- AIM 1 -
Gather every line of the records below that contains the word "person".

— start of GIVEN TEXT —

That all falls together. Bodies walking in and out, as long as they’re on lines, belong to HCO, don’t you see? Doing anything with it, it hasn’t anything to do with that, see? Just like a despatch. As long as the despatch is on the line — route to a basket, why, it belongs to HCO and the second it’s in the basket, why, somebody else is doing something with that, don’t you see? The basket, however, belongs to Materiel. So that’s the interlock, and I think you’ll find that a very smooth — working interlock.

Well now, we’ve had difficulty. Several diff — things have been difficult and one of them is getting from echelon to echelon. That is to say, how do you get from the echelon of continental to Saint Hill? Well, you get another post — and we haven’t yet decided exactly what this post is called but we’ll call it for the moment one that we’re familiar with, this is Executive Director. And we theoretically would have Assistant Executive Directors below each post — each — each assistant board. He doesn’t run things but he’s the liaison for the adjacent boards above, below or parallel.

I found out one of the reasons Scientology had trouble expanding is you can’t write to a board, and people at — at the level, don’t you see, of an assistant board … Well, take — let’s take Melbourne. All right, there are three people in Melbourne. There’s — there’d be — there’d be your HCO Area Sec, which we’ve got, the Association Sec and there would be an Assistant Treasurer. All right, they’re all in a line there. And they have an awful time with Perth. And finally it has to go to top dog status, you see, to have anything happen in Perth and so on. Well, what is the line into that board? Well, you make a person, you call him Assistant Executive Director Melbourne — this probably is not the term we’ll use; I’m just using the familiar one — and he’s the guy that you route anything to, above, below, down, around, but not to the organization.

— end of GIVEN TEXT —
— start of DATASET RECORDS —

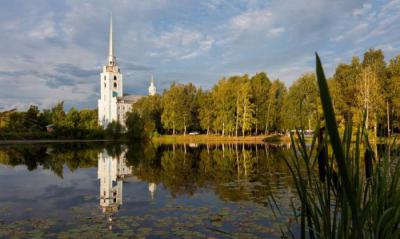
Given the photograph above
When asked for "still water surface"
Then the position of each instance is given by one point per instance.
(144, 191)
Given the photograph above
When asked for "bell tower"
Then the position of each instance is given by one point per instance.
(111, 86)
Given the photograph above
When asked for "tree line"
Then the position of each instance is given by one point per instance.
(253, 105)
(237, 106)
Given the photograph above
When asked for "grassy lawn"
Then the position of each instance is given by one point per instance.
(202, 138)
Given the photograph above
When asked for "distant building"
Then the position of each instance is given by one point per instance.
(113, 103)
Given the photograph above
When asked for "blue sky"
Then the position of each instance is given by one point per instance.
(54, 50)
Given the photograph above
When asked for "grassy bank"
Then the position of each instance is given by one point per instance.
(207, 139)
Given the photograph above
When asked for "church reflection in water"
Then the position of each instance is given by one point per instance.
(112, 170)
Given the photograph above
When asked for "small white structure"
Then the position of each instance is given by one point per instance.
(113, 104)
(152, 87)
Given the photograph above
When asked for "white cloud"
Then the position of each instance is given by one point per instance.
(274, 32)
(362, 11)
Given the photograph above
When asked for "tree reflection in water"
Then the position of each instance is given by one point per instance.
(233, 172)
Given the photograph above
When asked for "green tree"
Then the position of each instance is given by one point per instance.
(206, 110)
(301, 103)
(260, 85)
(135, 126)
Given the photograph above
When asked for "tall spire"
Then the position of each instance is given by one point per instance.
(111, 57)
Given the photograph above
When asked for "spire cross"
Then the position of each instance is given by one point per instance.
(111, 57)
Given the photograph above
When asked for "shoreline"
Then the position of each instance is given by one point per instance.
(43, 141)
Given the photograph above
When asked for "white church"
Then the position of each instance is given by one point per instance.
(113, 103)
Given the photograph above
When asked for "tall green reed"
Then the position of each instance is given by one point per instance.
(343, 193)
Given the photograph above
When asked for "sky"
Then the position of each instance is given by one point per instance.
(53, 51)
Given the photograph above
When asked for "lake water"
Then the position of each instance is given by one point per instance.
(144, 191)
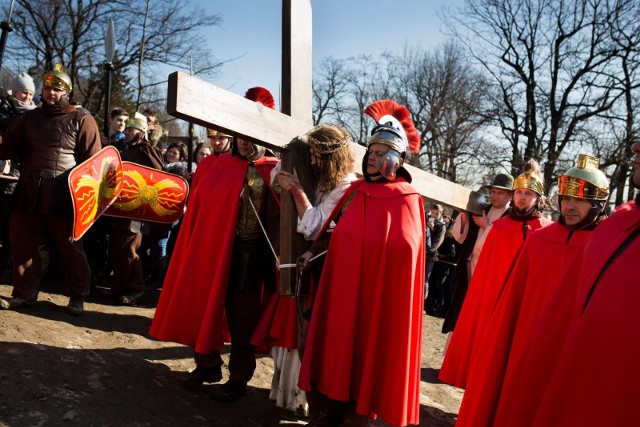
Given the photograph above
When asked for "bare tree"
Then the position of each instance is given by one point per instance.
(624, 23)
(73, 33)
(447, 98)
(553, 63)
(330, 87)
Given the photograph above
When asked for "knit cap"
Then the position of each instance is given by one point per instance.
(23, 81)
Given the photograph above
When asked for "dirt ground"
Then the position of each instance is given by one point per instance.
(103, 369)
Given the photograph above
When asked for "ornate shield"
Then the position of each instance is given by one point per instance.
(94, 185)
(149, 195)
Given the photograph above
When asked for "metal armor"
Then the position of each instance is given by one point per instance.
(254, 190)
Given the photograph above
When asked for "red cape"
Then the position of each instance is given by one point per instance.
(543, 259)
(191, 309)
(364, 341)
(581, 367)
(203, 167)
(495, 263)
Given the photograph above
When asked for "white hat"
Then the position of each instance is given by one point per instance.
(23, 81)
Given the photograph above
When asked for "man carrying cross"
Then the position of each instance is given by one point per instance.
(221, 262)
(362, 355)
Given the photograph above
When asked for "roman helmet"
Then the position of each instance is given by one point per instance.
(585, 181)
(264, 97)
(396, 130)
(212, 133)
(57, 79)
(531, 178)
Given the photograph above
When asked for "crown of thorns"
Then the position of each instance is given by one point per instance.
(325, 147)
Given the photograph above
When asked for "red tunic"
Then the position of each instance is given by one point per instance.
(191, 309)
(581, 367)
(544, 258)
(364, 341)
(496, 259)
(203, 167)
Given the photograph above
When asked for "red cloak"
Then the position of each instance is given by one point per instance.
(203, 167)
(191, 309)
(543, 259)
(581, 367)
(364, 341)
(494, 265)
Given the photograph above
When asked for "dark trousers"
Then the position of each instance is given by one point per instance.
(207, 360)
(251, 267)
(326, 412)
(127, 267)
(27, 232)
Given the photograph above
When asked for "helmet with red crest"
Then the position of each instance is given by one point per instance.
(396, 130)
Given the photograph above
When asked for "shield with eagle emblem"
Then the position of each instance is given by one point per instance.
(149, 195)
(94, 185)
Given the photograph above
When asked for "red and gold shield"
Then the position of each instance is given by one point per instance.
(94, 185)
(149, 195)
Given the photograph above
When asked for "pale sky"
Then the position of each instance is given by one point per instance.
(341, 28)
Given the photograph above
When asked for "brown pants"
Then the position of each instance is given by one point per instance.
(127, 267)
(26, 233)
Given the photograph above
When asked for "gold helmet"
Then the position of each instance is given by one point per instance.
(212, 133)
(585, 180)
(531, 178)
(57, 79)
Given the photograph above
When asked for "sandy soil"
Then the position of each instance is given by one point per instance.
(103, 369)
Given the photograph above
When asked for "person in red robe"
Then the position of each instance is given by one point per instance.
(222, 265)
(581, 366)
(583, 192)
(363, 349)
(322, 164)
(496, 259)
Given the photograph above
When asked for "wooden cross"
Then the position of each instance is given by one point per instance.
(233, 114)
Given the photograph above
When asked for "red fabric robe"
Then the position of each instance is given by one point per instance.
(203, 167)
(364, 341)
(191, 309)
(543, 259)
(494, 265)
(581, 367)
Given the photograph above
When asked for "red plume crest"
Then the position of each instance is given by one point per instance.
(388, 107)
(261, 95)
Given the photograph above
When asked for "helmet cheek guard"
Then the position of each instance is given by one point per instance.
(389, 164)
(256, 152)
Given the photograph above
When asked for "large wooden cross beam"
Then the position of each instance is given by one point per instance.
(231, 113)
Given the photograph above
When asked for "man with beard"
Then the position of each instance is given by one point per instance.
(582, 193)
(220, 142)
(362, 356)
(222, 266)
(581, 366)
(51, 140)
(326, 151)
(499, 251)
(20, 100)
(125, 235)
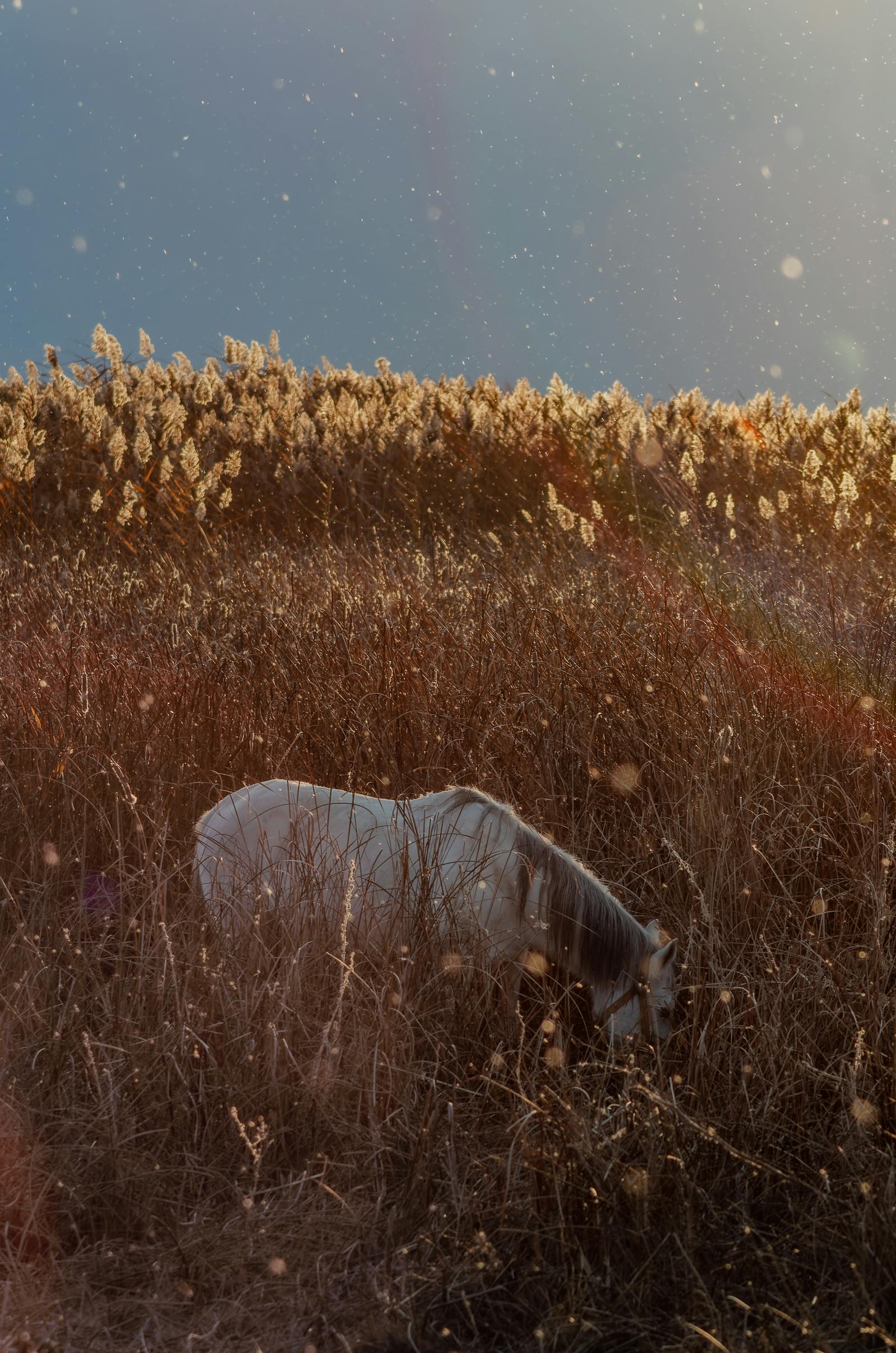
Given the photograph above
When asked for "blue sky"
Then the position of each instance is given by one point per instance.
(650, 193)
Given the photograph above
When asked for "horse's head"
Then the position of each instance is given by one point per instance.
(641, 1004)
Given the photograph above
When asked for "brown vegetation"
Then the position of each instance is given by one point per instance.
(707, 721)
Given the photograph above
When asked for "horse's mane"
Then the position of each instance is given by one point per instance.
(585, 921)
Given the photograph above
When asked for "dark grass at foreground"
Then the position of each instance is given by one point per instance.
(239, 1149)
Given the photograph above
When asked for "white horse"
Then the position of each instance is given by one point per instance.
(456, 856)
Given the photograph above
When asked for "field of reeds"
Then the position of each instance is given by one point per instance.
(666, 633)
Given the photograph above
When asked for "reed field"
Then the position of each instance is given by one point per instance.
(666, 635)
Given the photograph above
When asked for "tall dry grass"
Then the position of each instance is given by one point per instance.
(235, 1146)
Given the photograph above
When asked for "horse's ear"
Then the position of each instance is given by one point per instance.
(664, 957)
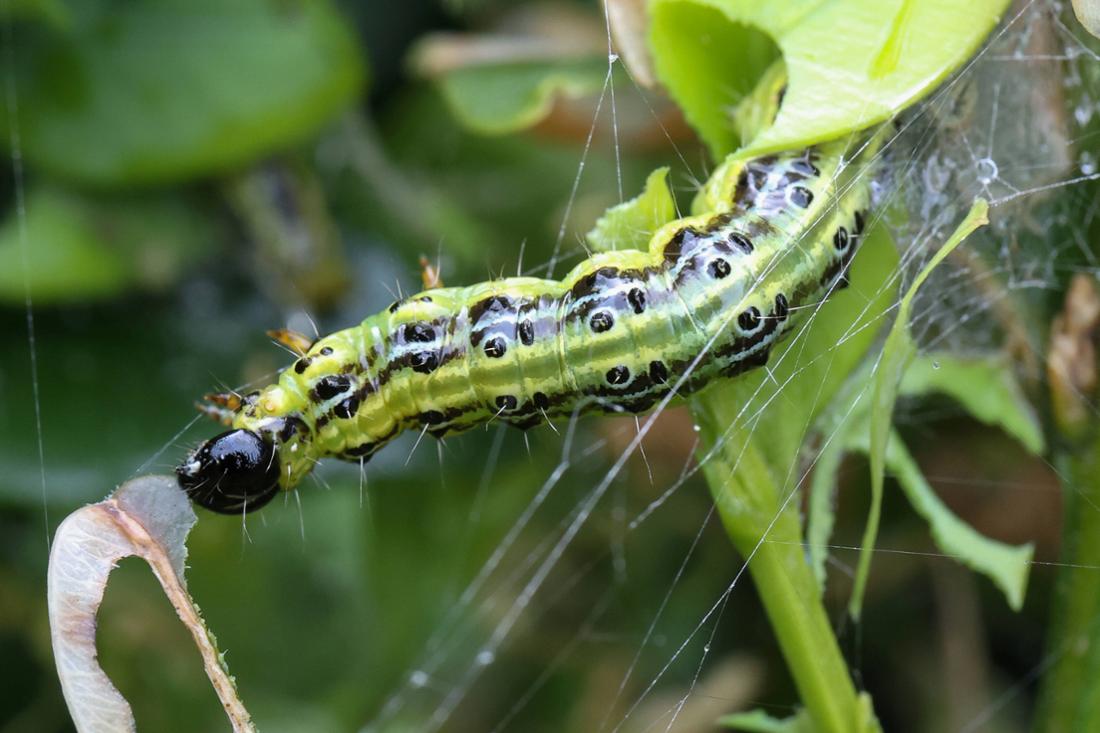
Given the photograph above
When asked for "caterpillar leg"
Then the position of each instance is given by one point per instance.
(297, 342)
(429, 274)
(221, 406)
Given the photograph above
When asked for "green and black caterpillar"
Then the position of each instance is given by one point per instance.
(708, 299)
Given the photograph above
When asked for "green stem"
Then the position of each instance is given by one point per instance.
(768, 534)
(1068, 700)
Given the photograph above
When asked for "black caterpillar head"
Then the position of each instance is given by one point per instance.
(230, 473)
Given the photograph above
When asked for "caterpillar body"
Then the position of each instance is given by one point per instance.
(707, 299)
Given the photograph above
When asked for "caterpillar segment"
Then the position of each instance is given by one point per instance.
(707, 299)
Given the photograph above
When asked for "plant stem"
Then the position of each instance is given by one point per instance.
(1067, 699)
(767, 532)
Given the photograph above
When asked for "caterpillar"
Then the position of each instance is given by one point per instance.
(707, 299)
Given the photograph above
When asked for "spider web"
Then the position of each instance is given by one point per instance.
(991, 132)
(611, 538)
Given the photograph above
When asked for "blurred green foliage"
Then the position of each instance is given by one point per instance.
(149, 291)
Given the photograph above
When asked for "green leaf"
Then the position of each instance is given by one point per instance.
(81, 248)
(1005, 565)
(501, 98)
(897, 353)
(987, 387)
(630, 225)
(149, 93)
(809, 369)
(758, 721)
(848, 67)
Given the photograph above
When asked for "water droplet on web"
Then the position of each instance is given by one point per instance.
(1087, 163)
(987, 171)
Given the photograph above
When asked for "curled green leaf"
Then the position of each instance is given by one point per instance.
(848, 69)
(897, 354)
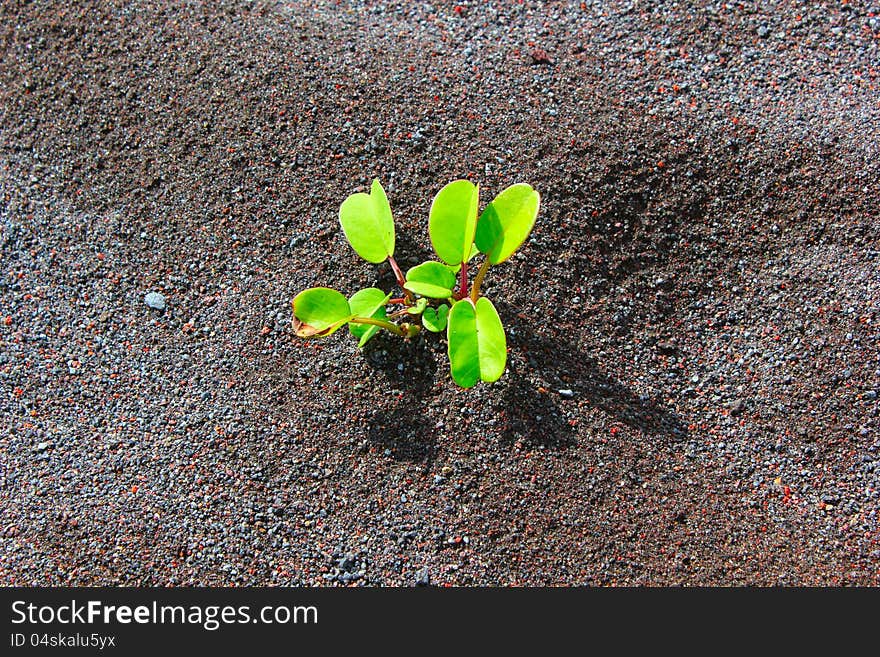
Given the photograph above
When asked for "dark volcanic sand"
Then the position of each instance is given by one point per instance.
(703, 276)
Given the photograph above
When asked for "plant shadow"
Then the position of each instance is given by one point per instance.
(410, 369)
(534, 414)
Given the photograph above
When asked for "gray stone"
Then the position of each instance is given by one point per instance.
(155, 300)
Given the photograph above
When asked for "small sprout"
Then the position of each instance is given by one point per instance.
(418, 308)
(476, 343)
(367, 303)
(368, 224)
(430, 279)
(319, 311)
(435, 320)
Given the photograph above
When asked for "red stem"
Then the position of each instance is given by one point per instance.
(401, 280)
(399, 274)
(462, 288)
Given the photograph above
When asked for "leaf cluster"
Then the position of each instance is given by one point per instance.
(436, 295)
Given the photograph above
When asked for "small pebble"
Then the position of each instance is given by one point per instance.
(155, 300)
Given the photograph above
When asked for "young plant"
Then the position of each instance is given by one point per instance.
(434, 295)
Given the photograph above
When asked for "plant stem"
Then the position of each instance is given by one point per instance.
(397, 273)
(462, 288)
(478, 281)
(388, 326)
(401, 280)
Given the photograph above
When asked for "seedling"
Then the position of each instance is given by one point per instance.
(435, 295)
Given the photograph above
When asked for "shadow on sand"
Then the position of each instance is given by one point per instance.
(532, 415)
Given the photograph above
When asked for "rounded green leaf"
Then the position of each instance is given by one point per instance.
(369, 302)
(430, 279)
(506, 222)
(368, 224)
(435, 320)
(319, 311)
(477, 345)
(453, 220)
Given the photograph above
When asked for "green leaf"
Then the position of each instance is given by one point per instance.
(319, 311)
(453, 220)
(430, 279)
(435, 320)
(419, 308)
(477, 345)
(507, 221)
(369, 302)
(368, 224)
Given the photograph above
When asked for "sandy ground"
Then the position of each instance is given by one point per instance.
(703, 279)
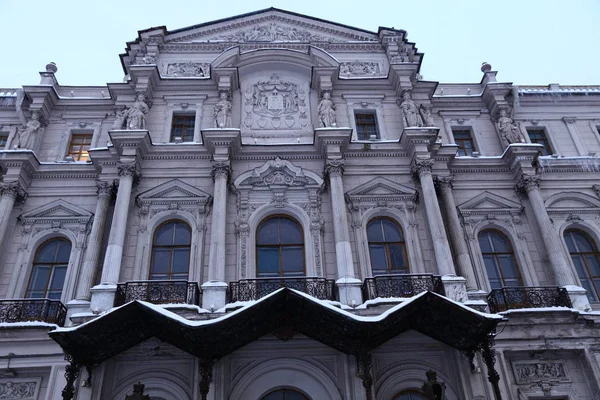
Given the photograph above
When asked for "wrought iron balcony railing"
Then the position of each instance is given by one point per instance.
(511, 298)
(22, 310)
(158, 292)
(254, 289)
(401, 285)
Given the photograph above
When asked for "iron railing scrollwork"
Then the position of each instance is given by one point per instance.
(254, 289)
(510, 298)
(158, 292)
(401, 285)
(23, 310)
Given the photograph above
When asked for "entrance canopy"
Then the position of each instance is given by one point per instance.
(283, 313)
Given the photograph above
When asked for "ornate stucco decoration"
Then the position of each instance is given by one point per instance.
(360, 69)
(187, 70)
(282, 186)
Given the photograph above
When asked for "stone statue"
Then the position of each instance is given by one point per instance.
(327, 111)
(222, 112)
(27, 134)
(136, 114)
(509, 131)
(425, 111)
(410, 112)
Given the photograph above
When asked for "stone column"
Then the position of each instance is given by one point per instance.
(214, 291)
(103, 294)
(348, 285)
(9, 193)
(530, 184)
(441, 247)
(90, 260)
(457, 236)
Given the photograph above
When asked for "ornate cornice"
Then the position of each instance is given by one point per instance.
(335, 167)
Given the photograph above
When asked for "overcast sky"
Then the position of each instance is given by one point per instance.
(530, 42)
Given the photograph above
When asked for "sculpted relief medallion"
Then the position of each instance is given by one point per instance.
(275, 104)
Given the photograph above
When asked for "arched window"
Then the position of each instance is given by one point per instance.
(585, 256)
(171, 251)
(499, 259)
(410, 395)
(49, 269)
(386, 247)
(285, 394)
(279, 248)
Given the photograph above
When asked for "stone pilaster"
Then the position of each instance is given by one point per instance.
(457, 236)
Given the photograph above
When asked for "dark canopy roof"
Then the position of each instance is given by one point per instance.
(285, 310)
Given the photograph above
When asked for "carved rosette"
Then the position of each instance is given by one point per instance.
(334, 167)
(527, 183)
(221, 169)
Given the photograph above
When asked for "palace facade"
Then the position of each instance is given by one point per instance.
(274, 206)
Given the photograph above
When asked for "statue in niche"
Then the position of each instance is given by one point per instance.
(509, 131)
(410, 112)
(327, 111)
(222, 113)
(136, 114)
(26, 135)
(425, 111)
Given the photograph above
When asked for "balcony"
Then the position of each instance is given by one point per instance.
(402, 285)
(512, 298)
(254, 289)
(158, 292)
(26, 310)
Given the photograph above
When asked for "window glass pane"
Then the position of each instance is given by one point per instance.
(292, 260)
(182, 234)
(160, 260)
(164, 235)
(47, 252)
(181, 258)
(267, 261)
(391, 231)
(374, 231)
(378, 258)
(290, 232)
(268, 232)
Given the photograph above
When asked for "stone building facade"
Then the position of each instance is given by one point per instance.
(274, 206)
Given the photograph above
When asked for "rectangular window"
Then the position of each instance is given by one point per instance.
(464, 140)
(183, 127)
(539, 136)
(366, 125)
(79, 146)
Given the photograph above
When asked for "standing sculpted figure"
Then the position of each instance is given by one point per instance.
(509, 131)
(26, 135)
(410, 112)
(136, 114)
(327, 111)
(222, 112)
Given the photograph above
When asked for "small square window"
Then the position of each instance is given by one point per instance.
(464, 139)
(366, 125)
(182, 127)
(539, 136)
(79, 146)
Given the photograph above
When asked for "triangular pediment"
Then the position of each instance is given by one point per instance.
(58, 209)
(268, 26)
(487, 202)
(381, 188)
(173, 191)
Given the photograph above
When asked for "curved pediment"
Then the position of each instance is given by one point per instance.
(278, 172)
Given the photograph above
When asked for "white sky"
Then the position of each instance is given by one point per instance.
(530, 42)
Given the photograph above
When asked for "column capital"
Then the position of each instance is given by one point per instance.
(527, 183)
(220, 168)
(13, 190)
(335, 167)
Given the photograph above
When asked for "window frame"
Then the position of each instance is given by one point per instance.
(171, 247)
(279, 246)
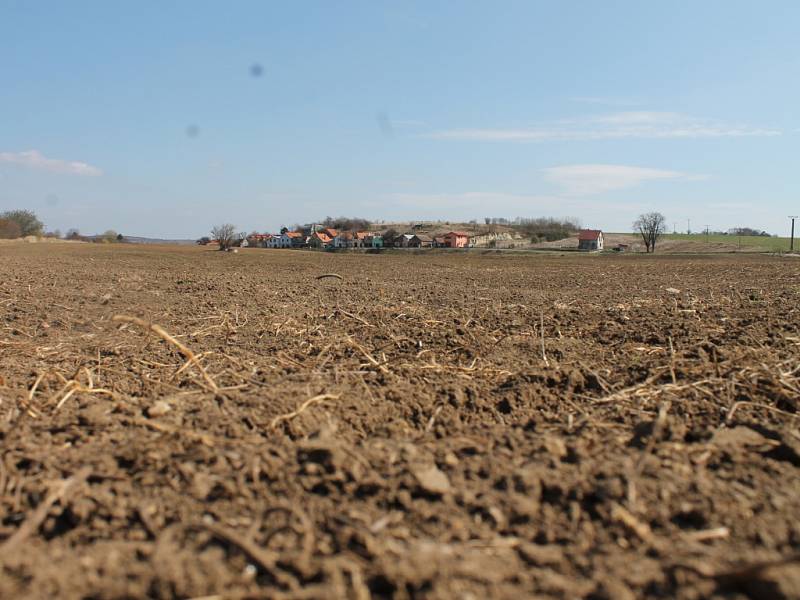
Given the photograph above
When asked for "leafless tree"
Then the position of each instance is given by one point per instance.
(225, 235)
(9, 229)
(650, 226)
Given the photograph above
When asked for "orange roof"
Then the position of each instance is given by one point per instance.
(589, 234)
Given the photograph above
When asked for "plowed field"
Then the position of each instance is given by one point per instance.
(179, 422)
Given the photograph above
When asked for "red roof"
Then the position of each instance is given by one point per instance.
(589, 235)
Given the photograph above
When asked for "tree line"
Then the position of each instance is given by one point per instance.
(23, 223)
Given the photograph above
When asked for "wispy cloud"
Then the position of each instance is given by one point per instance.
(585, 180)
(620, 125)
(33, 159)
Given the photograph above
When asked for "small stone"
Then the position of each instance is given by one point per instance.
(432, 480)
(159, 409)
(541, 555)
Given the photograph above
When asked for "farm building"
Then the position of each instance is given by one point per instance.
(456, 239)
(421, 240)
(373, 240)
(345, 239)
(401, 241)
(590, 239)
(320, 239)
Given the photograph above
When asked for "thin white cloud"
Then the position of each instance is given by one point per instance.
(33, 159)
(586, 180)
(620, 125)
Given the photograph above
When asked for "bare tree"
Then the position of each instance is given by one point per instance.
(9, 229)
(27, 220)
(225, 235)
(650, 226)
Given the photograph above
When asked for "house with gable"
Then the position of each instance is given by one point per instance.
(590, 240)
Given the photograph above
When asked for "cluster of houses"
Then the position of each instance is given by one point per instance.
(327, 238)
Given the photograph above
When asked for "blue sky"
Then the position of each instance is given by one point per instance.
(165, 118)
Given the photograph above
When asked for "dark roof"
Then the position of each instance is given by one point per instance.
(586, 235)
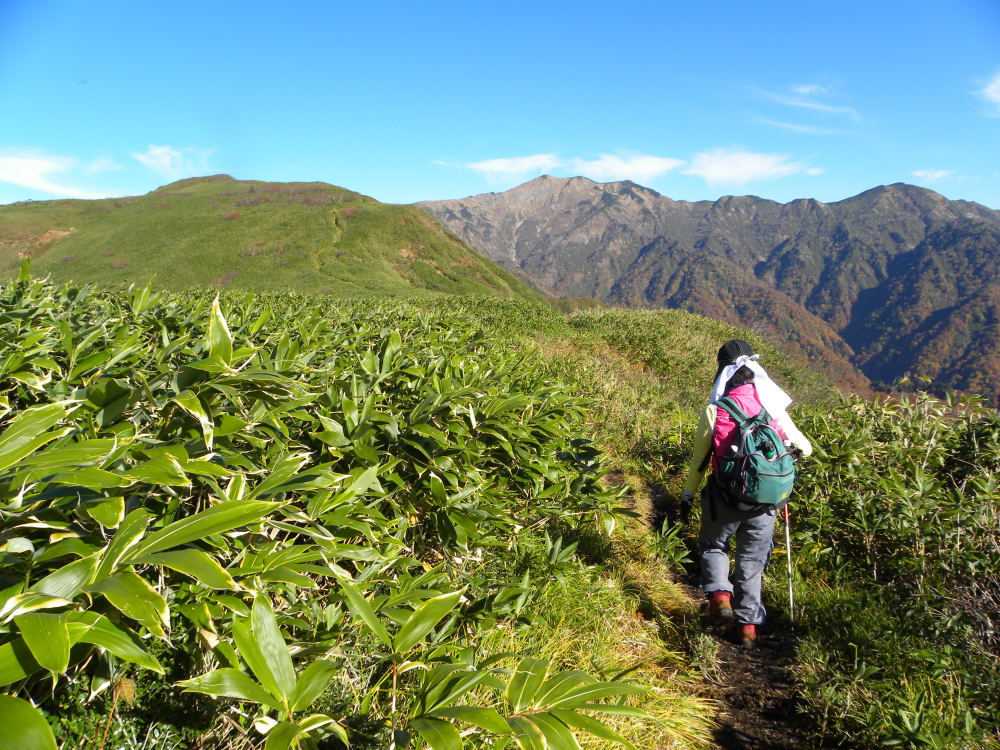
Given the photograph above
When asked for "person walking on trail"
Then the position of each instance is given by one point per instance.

— end of DATASET RECORDS —

- AIM 2 -
Continue the talk about organizational lines and boards above, picking up right after its last sentence.

- WRITTEN RESPONSE 1 -
When asked for "person in red robe"
When asked for "person walking on trail"

- WRITTEN RESPONSE 2 -
Here’s a board here at Saint Hill but it has — it has a board under it. Well, the Saint Hill board really messes everything up like mad if it addresses the Saint Hill organization. Do you see? But it has — if it has an Executive Director, if the International Board has an Executive Director and the Saint Hill assistant board has an Assistant Direc — Executive Director, then those two boards can communicate. Otherwise they can’t because they are multiple things and of course a … See, those two echelons can’t communicate unless there’s a channel through which they communicate. So you have an Assistant Executive Director Saint Hill who has no orders over the Saint Hill staff to amount to anything because that’s — that’s your — that’s your boards, see, that’s your councils, you might say. They go back, forth, up, down, parallel, and so forth, through that post.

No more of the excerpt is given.